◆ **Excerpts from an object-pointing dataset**

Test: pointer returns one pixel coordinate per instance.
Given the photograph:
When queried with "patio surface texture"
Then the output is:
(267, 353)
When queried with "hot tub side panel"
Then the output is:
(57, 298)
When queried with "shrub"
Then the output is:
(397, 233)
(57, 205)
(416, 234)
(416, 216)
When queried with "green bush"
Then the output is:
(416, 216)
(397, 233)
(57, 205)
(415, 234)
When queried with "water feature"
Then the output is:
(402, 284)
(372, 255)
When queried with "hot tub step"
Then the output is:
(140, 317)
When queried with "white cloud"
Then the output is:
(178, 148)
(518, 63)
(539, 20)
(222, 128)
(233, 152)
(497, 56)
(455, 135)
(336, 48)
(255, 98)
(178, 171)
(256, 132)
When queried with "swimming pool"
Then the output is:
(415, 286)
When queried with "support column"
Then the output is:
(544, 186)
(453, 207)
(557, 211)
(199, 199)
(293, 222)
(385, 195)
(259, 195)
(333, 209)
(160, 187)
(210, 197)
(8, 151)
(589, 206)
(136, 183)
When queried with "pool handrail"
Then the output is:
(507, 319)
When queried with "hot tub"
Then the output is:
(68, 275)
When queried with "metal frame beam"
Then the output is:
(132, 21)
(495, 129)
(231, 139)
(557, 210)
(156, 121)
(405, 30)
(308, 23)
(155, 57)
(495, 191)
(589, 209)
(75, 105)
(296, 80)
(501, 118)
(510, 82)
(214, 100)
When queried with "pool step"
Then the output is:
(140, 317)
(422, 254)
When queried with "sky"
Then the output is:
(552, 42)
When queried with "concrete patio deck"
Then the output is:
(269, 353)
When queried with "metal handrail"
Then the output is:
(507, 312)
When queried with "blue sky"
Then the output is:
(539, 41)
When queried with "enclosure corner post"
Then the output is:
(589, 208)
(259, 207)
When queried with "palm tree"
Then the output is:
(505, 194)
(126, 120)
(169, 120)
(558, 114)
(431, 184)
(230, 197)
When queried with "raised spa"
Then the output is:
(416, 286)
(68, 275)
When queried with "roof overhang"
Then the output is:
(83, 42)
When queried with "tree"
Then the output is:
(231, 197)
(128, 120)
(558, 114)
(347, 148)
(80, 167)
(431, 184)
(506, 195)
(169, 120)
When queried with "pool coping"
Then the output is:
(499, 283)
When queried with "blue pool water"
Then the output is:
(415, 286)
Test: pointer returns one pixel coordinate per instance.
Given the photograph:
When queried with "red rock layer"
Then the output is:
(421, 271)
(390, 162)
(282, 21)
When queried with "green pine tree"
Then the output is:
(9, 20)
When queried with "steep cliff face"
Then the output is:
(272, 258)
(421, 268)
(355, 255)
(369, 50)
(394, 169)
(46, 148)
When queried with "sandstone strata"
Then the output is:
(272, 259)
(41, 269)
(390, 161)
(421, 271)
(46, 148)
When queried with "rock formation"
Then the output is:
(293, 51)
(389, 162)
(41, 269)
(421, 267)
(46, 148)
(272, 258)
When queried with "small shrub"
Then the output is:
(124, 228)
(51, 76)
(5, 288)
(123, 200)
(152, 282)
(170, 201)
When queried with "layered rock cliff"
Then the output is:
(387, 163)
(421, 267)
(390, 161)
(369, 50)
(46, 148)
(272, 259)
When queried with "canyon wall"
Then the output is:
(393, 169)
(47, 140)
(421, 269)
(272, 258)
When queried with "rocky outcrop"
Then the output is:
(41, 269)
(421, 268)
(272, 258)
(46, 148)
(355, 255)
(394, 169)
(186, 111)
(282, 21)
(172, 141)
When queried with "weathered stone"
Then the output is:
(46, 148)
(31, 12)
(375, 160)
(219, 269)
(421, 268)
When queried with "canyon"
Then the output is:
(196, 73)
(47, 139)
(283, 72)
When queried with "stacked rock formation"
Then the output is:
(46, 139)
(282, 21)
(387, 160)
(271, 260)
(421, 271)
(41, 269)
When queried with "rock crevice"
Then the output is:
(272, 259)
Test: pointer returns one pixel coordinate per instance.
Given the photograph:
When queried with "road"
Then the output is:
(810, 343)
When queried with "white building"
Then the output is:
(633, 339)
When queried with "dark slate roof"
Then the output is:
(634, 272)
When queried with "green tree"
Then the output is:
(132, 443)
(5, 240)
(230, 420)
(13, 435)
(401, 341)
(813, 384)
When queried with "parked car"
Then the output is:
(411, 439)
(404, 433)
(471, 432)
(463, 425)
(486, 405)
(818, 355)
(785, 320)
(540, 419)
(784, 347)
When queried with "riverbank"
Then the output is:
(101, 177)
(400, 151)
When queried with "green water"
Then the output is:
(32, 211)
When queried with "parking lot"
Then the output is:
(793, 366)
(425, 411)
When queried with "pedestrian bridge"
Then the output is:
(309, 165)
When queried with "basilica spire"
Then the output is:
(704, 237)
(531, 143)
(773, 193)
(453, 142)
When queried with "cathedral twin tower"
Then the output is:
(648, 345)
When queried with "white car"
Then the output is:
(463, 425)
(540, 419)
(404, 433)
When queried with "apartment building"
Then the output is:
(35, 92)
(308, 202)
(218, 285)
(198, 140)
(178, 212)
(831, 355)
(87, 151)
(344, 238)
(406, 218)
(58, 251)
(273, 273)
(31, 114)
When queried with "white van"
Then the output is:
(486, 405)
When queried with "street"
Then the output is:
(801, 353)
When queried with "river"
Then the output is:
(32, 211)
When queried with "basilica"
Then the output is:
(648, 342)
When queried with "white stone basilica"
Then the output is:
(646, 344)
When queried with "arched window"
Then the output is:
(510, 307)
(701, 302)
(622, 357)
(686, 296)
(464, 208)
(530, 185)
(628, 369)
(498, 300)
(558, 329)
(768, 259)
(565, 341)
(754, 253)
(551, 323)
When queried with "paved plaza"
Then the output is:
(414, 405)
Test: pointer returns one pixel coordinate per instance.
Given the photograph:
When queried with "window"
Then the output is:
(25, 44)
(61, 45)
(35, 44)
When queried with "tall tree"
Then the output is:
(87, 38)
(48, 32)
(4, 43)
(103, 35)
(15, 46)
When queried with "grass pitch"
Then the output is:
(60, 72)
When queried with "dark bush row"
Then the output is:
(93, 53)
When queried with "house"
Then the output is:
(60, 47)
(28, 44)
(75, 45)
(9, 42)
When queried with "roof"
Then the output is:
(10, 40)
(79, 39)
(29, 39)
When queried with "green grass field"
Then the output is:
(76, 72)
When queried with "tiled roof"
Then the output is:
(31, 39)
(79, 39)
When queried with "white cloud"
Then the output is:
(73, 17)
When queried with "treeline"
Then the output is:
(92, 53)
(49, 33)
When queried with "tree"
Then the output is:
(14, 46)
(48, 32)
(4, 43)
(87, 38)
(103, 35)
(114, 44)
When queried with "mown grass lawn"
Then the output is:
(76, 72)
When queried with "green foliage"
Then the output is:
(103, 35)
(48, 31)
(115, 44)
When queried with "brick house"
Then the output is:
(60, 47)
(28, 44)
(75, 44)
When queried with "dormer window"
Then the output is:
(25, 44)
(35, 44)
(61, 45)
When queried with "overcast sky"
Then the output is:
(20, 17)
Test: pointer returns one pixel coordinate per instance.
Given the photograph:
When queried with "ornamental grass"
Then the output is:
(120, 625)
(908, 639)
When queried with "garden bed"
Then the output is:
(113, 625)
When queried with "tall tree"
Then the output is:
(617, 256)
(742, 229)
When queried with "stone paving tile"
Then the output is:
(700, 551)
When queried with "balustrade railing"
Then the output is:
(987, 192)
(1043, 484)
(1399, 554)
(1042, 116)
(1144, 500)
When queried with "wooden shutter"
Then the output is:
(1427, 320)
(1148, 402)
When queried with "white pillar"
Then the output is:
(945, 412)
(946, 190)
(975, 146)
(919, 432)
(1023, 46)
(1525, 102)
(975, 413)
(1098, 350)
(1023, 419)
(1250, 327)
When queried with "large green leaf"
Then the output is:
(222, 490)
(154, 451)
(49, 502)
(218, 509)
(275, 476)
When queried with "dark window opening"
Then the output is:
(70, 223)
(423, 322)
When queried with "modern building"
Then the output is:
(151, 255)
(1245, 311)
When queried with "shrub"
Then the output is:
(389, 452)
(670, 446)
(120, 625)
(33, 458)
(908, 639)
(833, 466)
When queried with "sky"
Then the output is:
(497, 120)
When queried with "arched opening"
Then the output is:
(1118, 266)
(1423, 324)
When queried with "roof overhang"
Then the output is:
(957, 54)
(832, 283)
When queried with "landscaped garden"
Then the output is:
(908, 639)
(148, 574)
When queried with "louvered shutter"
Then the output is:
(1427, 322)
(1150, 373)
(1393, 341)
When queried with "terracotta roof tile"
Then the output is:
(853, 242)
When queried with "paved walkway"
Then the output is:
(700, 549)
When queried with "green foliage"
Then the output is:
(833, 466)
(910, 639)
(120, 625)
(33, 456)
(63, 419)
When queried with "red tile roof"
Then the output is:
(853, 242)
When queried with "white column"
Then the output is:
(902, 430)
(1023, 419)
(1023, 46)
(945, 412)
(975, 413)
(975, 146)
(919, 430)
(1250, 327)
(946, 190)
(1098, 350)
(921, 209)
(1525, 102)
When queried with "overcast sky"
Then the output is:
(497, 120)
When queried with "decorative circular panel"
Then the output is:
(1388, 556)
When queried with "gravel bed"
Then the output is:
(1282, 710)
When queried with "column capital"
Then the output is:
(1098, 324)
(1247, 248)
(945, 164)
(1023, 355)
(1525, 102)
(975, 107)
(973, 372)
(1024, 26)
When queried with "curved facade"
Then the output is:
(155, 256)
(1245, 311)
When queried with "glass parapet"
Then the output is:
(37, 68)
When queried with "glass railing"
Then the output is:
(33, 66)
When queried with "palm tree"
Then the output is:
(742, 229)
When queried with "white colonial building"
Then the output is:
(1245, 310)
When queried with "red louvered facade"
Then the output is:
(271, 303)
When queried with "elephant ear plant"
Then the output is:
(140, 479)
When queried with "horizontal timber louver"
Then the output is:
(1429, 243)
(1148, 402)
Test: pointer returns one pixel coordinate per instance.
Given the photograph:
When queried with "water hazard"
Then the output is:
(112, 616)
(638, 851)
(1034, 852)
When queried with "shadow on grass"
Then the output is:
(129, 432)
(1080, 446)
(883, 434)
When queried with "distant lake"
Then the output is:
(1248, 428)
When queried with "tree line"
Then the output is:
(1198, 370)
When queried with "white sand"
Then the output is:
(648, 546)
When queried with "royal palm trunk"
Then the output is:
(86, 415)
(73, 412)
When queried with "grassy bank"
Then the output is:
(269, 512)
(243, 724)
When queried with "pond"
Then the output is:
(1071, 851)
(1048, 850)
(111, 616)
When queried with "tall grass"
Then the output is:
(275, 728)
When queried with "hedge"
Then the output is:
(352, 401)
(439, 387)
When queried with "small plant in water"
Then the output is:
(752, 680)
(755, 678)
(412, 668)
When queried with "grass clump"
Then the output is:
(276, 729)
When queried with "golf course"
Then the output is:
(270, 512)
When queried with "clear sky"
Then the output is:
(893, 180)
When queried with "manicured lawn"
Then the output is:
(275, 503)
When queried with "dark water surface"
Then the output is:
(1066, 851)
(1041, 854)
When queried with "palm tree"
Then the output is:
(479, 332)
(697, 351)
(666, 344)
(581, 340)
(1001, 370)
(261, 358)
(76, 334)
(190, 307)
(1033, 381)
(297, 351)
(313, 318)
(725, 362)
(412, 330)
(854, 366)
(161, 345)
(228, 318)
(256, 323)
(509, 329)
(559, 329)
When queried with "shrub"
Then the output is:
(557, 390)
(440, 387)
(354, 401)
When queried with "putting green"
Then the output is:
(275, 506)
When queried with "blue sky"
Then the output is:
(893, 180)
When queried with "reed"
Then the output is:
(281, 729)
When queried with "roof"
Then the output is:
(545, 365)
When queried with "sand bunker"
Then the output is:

◆ **Task statement**
Return every line above that contains the word "facade".

◆ **The result**
When queried with "curved facade"
When queried with "red louvered facade"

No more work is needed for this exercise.